# [Exercise text]
+ + + + +

6:30 am

I have always been a champion sleeper. Very little disrupts my ability to sleep, and in fact sleep has been known to disrupt activities because, when my body is ready to shut down, it does.

It has always been this way. My mother tells tales of vacuuming under my crib while I slept. I have slept through summer thunderstorms (while sleeping outside in a tent which collapsed around me even as I continued to sleep). Fire trucks and helicopters racing past our home. Children crawling into our bed, only to be discovered when I woke up in the morning.

Sleeping is my primary coping mechanism for dealing with stress. When I’m feeling overwhelmed I have been known to “take to my bed.” And I have slept so long and so hard that when I wake up my body hurts from the sleeping and I wonder what time it is.

Which is why I’m completely unprepared for this new phase of my life. Almost everyday, without fail, I have woken up at 6:30 am. It doesn’t matter how late I went to bed the night before. How much I did (or didn’t do) the day before. How tired I still am.

6:30 a.m.

During the school week, my new internal alarm isn’t a problem, and actually beneficial. But on the weekends? It kind of stinks.

I often find myself laying in bed, staring at the ceiling, considering my options. I could (and do) read – I have done a lot of reading. I could (and do) mindlessly scroll through social networks, which makes me feel like I’m wasting my life, and my brain cells. I could get up and get a jump on the day.

Which I do. And it makes me feel super productive. I make lists. I change our sheets and start the laundry. I go through emails. And work on projects (this weekend I’m learning how to carve soap for a future Girl Scout encampment activity my girls will be leading, and working on a “Personal Branding” presentation I’m giving next week).

I know this is just the start of things to come as my friends share stories of hot flashes, disrupted sleep and other changes.

I’m learning to embrace and enjoy this quiet time before my family (including Steve who is still sleeping in like a pro) starts to stir. But I can’t help but feel a twinge of jealousy as I look into my teenagers’ rooms – both champion sleepers – and remember the joy of sleeping in.

3 thoughts on “6:30 am

  1. Embrace the extra hours. I got up at 7am and I exercised and went Rothenberg store and then came home and put groceries away. It took less time at the store since many were not out yet. I am now checking email and going to do for the first time a tabata exercise video that a friend sent me. Then I am headed to Wal-Mart to get my son a lunch box because his has broken and I figure he can use it for the last week’s of school and at his summer camp. Have a great day doing girl scout stuff and a project. We did my son severe weather project last weekend. Good luck and I say embrace more hours to accomplish more in life.

+ + + + +

# [Data records]
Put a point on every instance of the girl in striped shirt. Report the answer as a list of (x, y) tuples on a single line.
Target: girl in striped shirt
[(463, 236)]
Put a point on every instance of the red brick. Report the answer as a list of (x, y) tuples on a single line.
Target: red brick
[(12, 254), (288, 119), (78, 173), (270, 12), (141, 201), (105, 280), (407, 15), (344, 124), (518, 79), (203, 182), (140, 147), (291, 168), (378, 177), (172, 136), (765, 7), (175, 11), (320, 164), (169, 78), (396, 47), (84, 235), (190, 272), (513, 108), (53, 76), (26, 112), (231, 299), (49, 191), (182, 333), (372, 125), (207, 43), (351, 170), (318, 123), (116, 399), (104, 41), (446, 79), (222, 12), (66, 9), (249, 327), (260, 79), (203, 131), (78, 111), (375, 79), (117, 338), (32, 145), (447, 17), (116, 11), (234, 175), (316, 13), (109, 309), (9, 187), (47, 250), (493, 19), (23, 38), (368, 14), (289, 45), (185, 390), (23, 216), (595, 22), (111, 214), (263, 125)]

+ + + + +

For each statement below, say whether it agrees with the post about waking at 6:30 am, answering yes or no and quoting the words of the post that decide it. 1. The writer's mother vacuumed under the writer's crib while the writer slept. 2. The writer wakes at 6:30 a.m. only after going to bed early the night before. 3. The writer's teenagers also wake up early. You will not need the rows.

1. Yes: "My mother tells tales of vacuuming under my crib while I slept."
2. No: "It doesn’t matter how late I went to bed the night before."
3. No: "as I look into my teenagers’ rooms – both champion sleepers"